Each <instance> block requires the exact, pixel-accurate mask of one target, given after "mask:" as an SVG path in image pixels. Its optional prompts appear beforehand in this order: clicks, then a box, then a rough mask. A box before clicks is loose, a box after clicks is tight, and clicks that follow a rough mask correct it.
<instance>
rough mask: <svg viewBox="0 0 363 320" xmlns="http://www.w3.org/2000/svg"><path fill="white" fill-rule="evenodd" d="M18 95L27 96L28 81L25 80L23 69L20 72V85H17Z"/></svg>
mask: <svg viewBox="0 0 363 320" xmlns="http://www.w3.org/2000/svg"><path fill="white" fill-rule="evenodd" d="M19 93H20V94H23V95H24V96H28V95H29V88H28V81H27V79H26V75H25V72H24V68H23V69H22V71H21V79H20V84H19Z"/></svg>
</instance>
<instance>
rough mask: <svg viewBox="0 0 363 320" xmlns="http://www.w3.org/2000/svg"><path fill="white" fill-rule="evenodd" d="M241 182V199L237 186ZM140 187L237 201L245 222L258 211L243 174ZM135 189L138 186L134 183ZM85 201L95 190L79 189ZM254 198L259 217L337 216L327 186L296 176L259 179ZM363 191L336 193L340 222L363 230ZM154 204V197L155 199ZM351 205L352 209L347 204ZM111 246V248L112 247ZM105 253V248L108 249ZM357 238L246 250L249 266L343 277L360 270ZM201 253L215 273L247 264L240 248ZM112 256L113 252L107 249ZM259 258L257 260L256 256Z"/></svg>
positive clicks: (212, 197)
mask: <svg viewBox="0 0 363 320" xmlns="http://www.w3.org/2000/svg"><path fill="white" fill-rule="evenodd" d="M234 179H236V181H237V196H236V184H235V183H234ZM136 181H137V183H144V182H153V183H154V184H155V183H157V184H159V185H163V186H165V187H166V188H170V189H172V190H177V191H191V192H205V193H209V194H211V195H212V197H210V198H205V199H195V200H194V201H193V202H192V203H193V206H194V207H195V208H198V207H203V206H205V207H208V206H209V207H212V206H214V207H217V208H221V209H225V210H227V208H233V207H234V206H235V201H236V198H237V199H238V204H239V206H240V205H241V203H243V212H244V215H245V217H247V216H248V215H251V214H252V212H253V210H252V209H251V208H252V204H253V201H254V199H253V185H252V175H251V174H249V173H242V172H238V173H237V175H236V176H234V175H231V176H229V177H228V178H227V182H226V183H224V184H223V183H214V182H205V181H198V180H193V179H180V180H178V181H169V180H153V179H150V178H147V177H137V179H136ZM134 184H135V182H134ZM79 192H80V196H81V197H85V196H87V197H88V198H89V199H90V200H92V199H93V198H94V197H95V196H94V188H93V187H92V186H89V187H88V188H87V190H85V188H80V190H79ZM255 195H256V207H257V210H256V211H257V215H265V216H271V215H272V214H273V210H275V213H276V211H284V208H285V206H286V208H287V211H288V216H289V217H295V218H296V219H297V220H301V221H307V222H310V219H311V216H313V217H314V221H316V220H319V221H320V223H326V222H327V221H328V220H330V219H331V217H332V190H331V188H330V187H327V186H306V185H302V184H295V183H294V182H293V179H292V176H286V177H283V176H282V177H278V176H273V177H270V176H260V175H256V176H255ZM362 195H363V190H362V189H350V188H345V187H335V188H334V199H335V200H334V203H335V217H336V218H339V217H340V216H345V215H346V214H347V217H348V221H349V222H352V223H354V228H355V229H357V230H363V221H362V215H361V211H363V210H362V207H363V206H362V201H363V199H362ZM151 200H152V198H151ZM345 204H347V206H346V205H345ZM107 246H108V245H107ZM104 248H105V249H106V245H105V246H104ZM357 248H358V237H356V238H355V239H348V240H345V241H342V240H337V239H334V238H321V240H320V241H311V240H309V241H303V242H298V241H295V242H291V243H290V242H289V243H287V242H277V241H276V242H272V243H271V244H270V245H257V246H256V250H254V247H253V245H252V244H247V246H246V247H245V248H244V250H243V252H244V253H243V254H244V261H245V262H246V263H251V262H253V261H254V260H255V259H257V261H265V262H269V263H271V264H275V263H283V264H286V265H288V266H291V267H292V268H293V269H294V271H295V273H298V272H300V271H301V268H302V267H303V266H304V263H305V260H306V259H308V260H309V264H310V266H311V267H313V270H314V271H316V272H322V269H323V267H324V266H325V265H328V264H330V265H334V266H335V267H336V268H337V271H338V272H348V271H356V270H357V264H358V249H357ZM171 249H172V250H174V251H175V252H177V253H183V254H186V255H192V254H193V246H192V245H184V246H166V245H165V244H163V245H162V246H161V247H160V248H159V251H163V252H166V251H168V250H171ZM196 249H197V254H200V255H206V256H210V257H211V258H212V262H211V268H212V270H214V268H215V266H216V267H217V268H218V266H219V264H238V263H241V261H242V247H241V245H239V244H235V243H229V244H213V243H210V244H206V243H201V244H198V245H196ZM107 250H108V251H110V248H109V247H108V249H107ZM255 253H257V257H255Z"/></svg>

### Problem requirements
Once you have read the entries, reproduce each one exactly.

### Your solution
Each <instance> block requires the exact, pixel-accurate mask of one target, given after "mask:" as an SVG path in image pixels. Its optional prompts appear beforehand in this order: clicks, then a box, then a rough mask. A box before clicks is loose, a box after clicks is tight, and clicks that follow a rough mask correct it.
<instance>
rough mask: <svg viewBox="0 0 363 320" xmlns="http://www.w3.org/2000/svg"><path fill="white" fill-rule="evenodd" d="M18 95L27 96L28 81L25 80L23 69L20 72V85H17Z"/></svg>
mask: <svg viewBox="0 0 363 320" xmlns="http://www.w3.org/2000/svg"><path fill="white" fill-rule="evenodd" d="M19 93H20V94H23V95H24V96H28V95H29V88H28V81H27V79H26V75H25V72H24V68H23V69H22V71H21V79H20V84H19Z"/></svg>
</instance>
<instance>
rough mask: <svg viewBox="0 0 363 320" xmlns="http://www.w3.org/2000/svg"><path fill="white" fill-rule="evenodd" d="M241 182V199L237 186ZM140 187L237 201L245 222L258 211L243 174ZM135 189L138 186L134 183ZM85 201L95 190L79 189ZM254 198L259 217L337 216L327 186L296 176L259 179ZM363 191L336 193L340 222L363 230ZM154 204V197L155 199ZM351 205L352 209L347 204ZM111 246V248L112 247ZM105 253V248L108 249ZM357 238L246 250L249 266L343 277L360 270ZM201 253L215 273L247 264L240 248ZM112 256L113 252L107 249ZM259 258L257 260L256 256Z"/></svg>
positive clicks: (212, 197)
mask: <svg viewBox="0 0 363 320" xmlns="http://www.w3.org/2000/svg"><path fill="white" fill-rule="evenodd" d="M234 179H236V181H237V196H236V184H235V183H234ZM136 181H137V183H144V182H153V183H154V184H155V183H157V184H159V185H163V186H165V187H166V188H170V189H172V190H177V191H191V192H205V193H209V194H211V195H212V197H210V198H205V199H195V200H194V201H193V202H192V203H193V206H194V207H195V208H198V207H203V206H205V207H208V206H209V207H212V206H214V207H217V208H221V209H225V210H227V208H233V207H234V206H235V201H236V198H237V199H238V204H239V206H240V205H241V203H243V212H244V215H245V217H247V216H248V215H251V214H252V212H253V210H252V209H251V208H252V204H253V201H254V199H253V185H252V175H251V174H249V173H242V172H238V173H237V175H236V176H234V175H231V176H229V177H228V178H227V182H226V183H224V184H223V183H214V182H205V181H198V180H193V179H180V180H178V181H169V180H153V179H150V178H147V177H137V179H136ZM134 184H135V182H134ZM79 192H80V196H81V197H85V196H87V197H88V198H89V199H90V200H92V199H93V198H94V197H95V196H94V188H93V187H92V186H89V187H88V188H87V190H85V188H80V190H79ZM255 195H256V207H257V210H256V211H257V215H265V216H271V215H272V214H273V210H275V213H276V211H284V208H285V206H286V208H287V211H288V216H289V217H295V218H296V219H297V220H301V221H307V222H310V219H311V216H313V217H314V221H316V220H319V221H320V223H326V222H327V221H328V220H330V219H331V217H332V190H331V188H330V187H327V186H306V185H302V184H295V183H294V182H293V179H292V176H286V177H283V176H282V177H278V176H273V177H270V176H260V175H256V176H255ZM362 195H363V190H362V189H350V188H345V187H335V188H334V199H335V200H334V203H335V217H336V218H339V217H340V216H345V215H346V214H347V217H348V221H349V222H352V223H354V228H355V229H357V230H363V221H362V215H361V211H363V210H362V207H363V206H362V201H363V199H362ZM151 200H152V198H151ZM345 204H347V206H346V205H345ZM107 246H108V245H107ZM104 248H105V249H106V245H105V246H104ZM357 248H358V237H356V238H355V239H348V240H345V241H342V240H337V239H334V238H321V240H320V241H311V240H309V241H303V242H298V241H295V242H291V243H290V242H289V243H287V242H277V241H276V242H272V243H271V244H270V245H257V246H256V250H254V247H253V245H252V244H247V246H246V247H245V248H244V250H243V252H244V253H243V254H244V261H245V262H246V263H251V262H253V261H254V260H255V259H257V261H265V262H269V263H271V264H275V263H283V264H286V265H288V266H291V267H292V268H293V269H294V271H295V273H298V272H300V271H301V268H302V267H303V266H304V263H305V260H306V259H308V260H309V264H310V266H311V267H313V270H314V271H316V272H322V269H323V267H324V266H325V265H328V264H330V265H334V266H335V267H336V268H337V271H338V272H348V271H356V270H357V264H358V249H357ZM171 249H172V250H174V251H175V252H177V253H183V254H186V255H192V254H193V246H192V245H184V246H166V245H165V244H163V245H162V246H161V247H160V248H159V251H163V252H166V251H168V250H171ZM196 249H197V254H200V255H206V256H210V257H211V258H212V262H211V268H212V270H214V268H215V266H216V267H217V268H218V266H219V264H238V263H241V261H242V247H241V245H239V244H235V243H229V244H213V243H210V244H206V243H201V244H198V245H196ZM107 250H108V251H110V248H109V247H108V249H107ZM255 253H257V257H255Z"/></svg>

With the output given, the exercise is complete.